▶ _SHORT EXERCISE 1_: In the interview about the novel Miss Burma, in what point of view was the first version of the book written?
▶ _SHORT EXERCISE 2_: Copy the passage of the interview about the novel Miss Burma from "I can’t remember" to "onto the page?" word for word.

▶ _EXTRACT TO READ_:
★ ★ ★ ★
When did you first discover that your mother had been both Miss Burma and a political revolutionary?
I can’t remember a time when I didn’t know. My American dad was a dreamer, and he painted my mother in these oversized terms — she was Miss Burma, she was the most famous actress in Burma for a time, she was a woman warrior. So I knew all of that. But as I was writing the book, I would put pieces together in an almost journalistic way, and I would figure out how her story fit into a bigger political picture. It was almost like having a conversation with the dead.


Miss Burma is based on the lives of your mother and grandparents; it’s a story that is, in some sense, a real part of you. What was it like to get that story out and onto the page?
I should tell you that the first version of the book was much more about myself and my mother. It was first person, it was much more of the expected immigrant story. I wrote an entire version of that book as my mother became sick, and it was cathartic to write that version, which was so much about the traumas she had lived through and how I inherited some of that, and about her conflict over giving herself over to motherhood in the United States when I think she felt, to some extent, that she had abandoned the call of a whole people back in Burma, what’s now Myanmar. What became clear to me after I finished that book was given the fact that I was writing this for a Western readership I had been too solipsistic in my approach. The book wasn’t about me, it needed to be about a country and a people and a family, and I needed to exist in the margins of the story and get myself out of the way.


Why write a novel and not nonfiction?
I am more called to write fiction, period. My literary interest is in the experience of consciousness. Even though I would consider myself someone who takes plotting more seriously than perhaps many of my peers, what I’m most interested in is capturing the experience of being. When I received the story from my mother — an epic, dramatic story that we spent two years talking about before she died — absent from that was the internal, the motivations. There were times when I could feel that she was talking around the heart of the matter. It just made sense to take the novelistic leap.


The book begins with Louisa on stage as Miss Burma in 1956, and then vaults backward in time, to her parents’ story.
As a literary writer, I felt a certain pressure to write autobiographical fiction. I was succumbing to some bias against the political novel and the historical novel. It took getting past those biases for me to see that I’d been living under the myth of my mother, but in fact her father and mother’s story were equally dramatic and perhaps, even more revealing of the story of Burma. They were born during the colonial era and were both involved in Burma’s transition from colonialism to independence to the civil war. I needed to open myself up to telling more of what now is a multi-perspectival book.


What was your approach to braiding the political plot with the familial one?
The political history became a kind of backbone of the plot, and it was made easier for me by the fact that my family was very involved in that history and politics. Part of my process was about finding the intersections between family members and history itself. One of the tensions of the book is how much are we helpless before the crushing and impersonal forces of history, and how much history can be made to succumb to the personal stubbornness of any individual who wants to stand up to it.
★ ★ ★ ★
▶ _INFORMATION PROVIDED_:
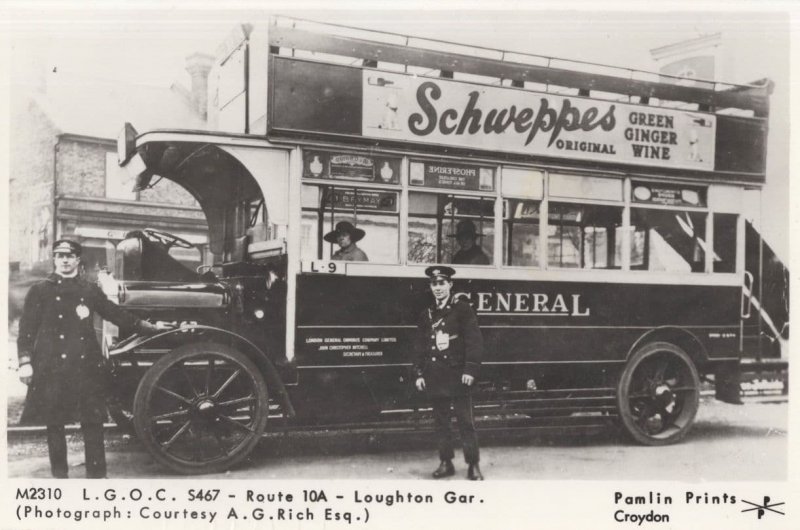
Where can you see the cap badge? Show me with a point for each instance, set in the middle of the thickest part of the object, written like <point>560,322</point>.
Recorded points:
<point>82,311</point>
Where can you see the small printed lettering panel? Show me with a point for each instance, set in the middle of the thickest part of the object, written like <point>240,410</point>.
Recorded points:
<point>409,108</point>
<point>322,267</point>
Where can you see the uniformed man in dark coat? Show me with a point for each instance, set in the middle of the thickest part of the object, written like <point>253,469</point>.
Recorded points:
<point>470,251</point>
<point>61,361</point>
<point>448,359</point>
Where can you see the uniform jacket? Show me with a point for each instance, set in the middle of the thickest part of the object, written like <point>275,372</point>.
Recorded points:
<point>441,367</point>
<point>57,336</point>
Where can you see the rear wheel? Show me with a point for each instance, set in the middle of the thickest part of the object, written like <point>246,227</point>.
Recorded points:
<point>658,394</point>
<point>202,408</point>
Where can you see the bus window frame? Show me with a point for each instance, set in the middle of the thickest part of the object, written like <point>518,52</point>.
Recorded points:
<point>455,194</point>
<point>404,188</point>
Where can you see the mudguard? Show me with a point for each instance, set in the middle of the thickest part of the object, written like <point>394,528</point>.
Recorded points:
<point>259,357</point>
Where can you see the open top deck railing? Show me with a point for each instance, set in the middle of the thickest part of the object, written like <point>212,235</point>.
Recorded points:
<point>433,57</point>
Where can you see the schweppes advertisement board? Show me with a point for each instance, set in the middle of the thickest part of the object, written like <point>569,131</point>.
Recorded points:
<point>334,100</point>
<point>409,108</point>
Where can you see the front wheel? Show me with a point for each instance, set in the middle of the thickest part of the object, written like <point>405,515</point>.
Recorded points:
<point>202,408</point>
<point>658,394</point>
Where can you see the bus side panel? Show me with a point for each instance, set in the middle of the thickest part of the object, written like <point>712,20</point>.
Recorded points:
<point>371,321</point>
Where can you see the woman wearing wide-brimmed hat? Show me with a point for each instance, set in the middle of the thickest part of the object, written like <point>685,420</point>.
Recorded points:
<point>346,235</point>
<point>470,252</point>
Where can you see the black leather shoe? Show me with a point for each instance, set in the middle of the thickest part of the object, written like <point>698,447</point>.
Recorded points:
<point>445,469</point>
<point>474,472</point>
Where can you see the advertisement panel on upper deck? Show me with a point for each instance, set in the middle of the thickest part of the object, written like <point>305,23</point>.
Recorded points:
<point>416,109</point>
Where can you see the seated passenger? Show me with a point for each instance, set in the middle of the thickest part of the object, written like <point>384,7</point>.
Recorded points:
<point>346,235</point>
<point>470,252</point>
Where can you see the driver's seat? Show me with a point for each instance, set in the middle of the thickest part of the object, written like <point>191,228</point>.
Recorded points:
<point>139,258</point>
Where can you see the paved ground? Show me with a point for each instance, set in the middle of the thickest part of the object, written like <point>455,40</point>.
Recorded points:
<point>728,442</point>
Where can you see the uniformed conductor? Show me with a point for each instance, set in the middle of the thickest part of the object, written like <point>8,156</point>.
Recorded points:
<point>449,357</point>
<point>60,358</point>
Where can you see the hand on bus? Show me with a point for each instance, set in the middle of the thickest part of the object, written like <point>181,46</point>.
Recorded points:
<point>25,373</point>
★ ★ ★ ★
▶ _EXERCISE ANSWER 1_: First person.

▶ _EXERCISE ANSWER 2_:
I can’t remember a time when I didn’t know. My American dad was a dreamer, and he painted my mother in these oversized terms — she was Miss Burma, she was the most famous actress in Burma for a time, she was a woman warrior. So I knew all of that. But as I was writing the book, I would put pieces together in an almost journalistic way, and I would figure out how her story fit into a bigger political picture. It was almost like having a conversation with the dead.


Miss Burma is based on the lives of your mother and grandparents; it’s a story that is, in some sense, a real part of you. What was it like to get that story out and onto the page?